次の問いに答えよ >>
1. 接遇マニュアルの文章では、「ちょっと待ってください」を敬語でどう言い換えているか。
2. 接遇マニュアルの文章のうち「接遇の対象は」で始まる段落を、要点を残して短く書き直せ。
3. 接遇マニュアルの文章から、「接遇の対象は患者さんのみなら」を含む語句で始まり「は崩さないようにしましょう。」で終わる部分を、一字も変えずに書き出せ。
------ 原文 ------
前回に続き、私が管理職をしていた時に自主作成したPT向け接遇マニュアルを掲載します。
接遇の対象は患者さんのみならず、同僚・上司・部下や他施設の職員なども含みますので、そういった内容も含まれています。
一般企業にお勤めの方々にとっては拙い内容かも知れませんが、なにぶん「世間知らず」と揶揄される医療従事者向けに作成した小冊子ですので、ご容赦下さいませ。
《スポンサーリンク》
4.言葉づかい
1)言葉づかいの基本
①敬語は相手との立場の違いを表す言葉です。敬語を正しく自然に使うために、日頃からできるだけ敬語に慣れ親しみましょう。
②『親しさ』と『なれなれしさ』は違います。患者様やご家族様と親しくなっても、丁寧語よりは崩さないようにしましょう。
2)敬語の使用例
①だれですか?
⇒「どちら(どなた)さまでしょうか?」
②何の用ですか?
⇒「どのようなご用件でしょうか?」
③ちょっと待ってください
⇒「少々お待ちいただけますか?」
④すぐに呼んで来ます
⇒「ただ今呼んで参ります」
⑤もう一回来てください
⇒「もう一度お越しいただけませんか?」
⑥また電話してください
⇒「のちほど改めてお電話いただけませんか?」
⑦あとで電話します
⇒「のちほどお電話いたします(差し上げます)」
------ 表示データ ------
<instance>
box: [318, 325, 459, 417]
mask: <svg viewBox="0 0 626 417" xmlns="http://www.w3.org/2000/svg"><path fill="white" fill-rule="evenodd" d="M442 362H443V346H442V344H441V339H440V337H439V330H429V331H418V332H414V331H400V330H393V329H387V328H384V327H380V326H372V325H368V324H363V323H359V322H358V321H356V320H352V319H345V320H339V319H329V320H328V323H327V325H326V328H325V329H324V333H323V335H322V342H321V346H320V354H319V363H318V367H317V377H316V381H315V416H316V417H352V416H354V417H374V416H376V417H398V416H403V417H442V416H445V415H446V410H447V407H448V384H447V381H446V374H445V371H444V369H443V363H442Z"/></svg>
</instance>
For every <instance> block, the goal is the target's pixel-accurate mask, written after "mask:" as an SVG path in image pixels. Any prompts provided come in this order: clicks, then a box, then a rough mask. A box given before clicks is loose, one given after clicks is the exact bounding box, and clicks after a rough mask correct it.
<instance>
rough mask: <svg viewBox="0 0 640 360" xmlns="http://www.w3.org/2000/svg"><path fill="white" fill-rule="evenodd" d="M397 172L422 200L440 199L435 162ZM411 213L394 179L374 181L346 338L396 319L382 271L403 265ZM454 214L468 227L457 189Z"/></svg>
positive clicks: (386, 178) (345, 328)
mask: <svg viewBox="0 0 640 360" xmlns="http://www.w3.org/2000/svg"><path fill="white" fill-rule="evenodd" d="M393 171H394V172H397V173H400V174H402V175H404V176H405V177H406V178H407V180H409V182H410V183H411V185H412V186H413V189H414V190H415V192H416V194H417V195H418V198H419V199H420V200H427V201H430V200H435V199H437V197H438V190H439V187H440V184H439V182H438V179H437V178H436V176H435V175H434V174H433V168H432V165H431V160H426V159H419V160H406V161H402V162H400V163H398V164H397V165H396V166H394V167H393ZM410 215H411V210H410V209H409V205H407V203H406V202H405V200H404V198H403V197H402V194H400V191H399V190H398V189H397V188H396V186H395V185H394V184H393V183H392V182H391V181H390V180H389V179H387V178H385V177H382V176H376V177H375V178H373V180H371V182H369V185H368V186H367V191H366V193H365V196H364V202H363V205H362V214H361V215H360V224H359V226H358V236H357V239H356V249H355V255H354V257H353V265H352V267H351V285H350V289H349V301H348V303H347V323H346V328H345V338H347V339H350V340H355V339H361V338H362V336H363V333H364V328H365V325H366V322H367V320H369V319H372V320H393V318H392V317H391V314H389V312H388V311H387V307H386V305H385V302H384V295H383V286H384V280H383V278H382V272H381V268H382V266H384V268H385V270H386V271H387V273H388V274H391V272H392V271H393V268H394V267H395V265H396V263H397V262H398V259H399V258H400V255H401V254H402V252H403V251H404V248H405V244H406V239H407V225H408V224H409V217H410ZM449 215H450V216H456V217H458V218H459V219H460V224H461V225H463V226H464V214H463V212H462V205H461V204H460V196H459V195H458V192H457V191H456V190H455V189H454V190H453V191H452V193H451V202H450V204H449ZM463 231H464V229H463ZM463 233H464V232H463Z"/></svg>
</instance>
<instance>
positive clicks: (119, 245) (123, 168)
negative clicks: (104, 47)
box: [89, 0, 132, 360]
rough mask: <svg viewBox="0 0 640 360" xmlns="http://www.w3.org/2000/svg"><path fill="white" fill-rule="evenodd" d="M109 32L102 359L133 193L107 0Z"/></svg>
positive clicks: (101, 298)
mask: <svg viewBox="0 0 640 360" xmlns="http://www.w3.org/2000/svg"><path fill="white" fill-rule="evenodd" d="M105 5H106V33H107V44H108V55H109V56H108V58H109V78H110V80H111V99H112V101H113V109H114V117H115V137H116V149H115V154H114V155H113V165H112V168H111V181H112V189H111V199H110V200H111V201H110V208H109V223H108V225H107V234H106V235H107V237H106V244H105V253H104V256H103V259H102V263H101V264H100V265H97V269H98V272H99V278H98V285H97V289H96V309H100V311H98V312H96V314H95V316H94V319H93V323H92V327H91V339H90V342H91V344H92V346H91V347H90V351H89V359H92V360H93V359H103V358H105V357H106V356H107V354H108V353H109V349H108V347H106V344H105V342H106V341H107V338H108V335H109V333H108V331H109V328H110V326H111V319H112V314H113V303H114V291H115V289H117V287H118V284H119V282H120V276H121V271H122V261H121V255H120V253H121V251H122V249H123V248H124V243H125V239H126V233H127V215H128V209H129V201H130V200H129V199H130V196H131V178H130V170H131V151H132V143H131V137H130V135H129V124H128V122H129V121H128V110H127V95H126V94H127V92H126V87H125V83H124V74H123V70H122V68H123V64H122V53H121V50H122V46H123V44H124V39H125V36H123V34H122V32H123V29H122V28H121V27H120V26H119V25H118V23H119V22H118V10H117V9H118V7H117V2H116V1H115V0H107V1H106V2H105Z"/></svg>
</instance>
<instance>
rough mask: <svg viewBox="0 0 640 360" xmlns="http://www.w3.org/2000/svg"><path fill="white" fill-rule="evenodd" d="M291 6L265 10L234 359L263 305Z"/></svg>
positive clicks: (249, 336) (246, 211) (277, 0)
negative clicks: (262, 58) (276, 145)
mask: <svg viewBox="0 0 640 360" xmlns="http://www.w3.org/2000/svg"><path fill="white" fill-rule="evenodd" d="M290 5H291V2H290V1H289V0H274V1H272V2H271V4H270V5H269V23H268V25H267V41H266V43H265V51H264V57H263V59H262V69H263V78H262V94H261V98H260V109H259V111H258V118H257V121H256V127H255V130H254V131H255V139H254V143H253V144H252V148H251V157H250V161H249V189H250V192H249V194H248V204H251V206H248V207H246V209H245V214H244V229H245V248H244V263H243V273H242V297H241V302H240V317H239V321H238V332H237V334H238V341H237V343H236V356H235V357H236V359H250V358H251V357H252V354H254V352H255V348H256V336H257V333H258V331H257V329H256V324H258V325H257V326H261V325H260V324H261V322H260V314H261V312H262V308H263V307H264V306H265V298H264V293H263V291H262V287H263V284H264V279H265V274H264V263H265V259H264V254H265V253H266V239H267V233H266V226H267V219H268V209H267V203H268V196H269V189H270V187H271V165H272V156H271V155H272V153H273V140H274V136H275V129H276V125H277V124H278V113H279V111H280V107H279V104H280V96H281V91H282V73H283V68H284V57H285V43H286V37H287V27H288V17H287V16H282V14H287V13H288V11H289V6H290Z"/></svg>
------
課題の解答 >>
1. 「少々お待ちいただけますか?」

2. 接遇の対象は患者さんだけでなく、同僚・上司・部下や他施設の職員も含むので、それらに関する内容も入っている。

3.
接遇の対象は患者さんのみならず、同僚・上司・部下や他施設の職員なども含みますので、そういった内容も含まれています。
一般企業にお勤めの方々にとっては拙い内容かも知れませんが、なにぶん「世間知らず」と揶揄される医療従事者向けに作成した小冊子ですので、ご容赦下さいませ。
《スポンサーリンク》
4.言葉づかい
1)言葉づかいの基本
①敬語は相手との立場の違いを表す言葉です。敬語を正しく自然に使うために、日頃からできるだけ敬語に慣れ親しみましょう。
②『親しさ』と『なれなれしさ』は違います。患者様やご家族様と親しくなっても、丁寧語よりは崩さないようにしましょう。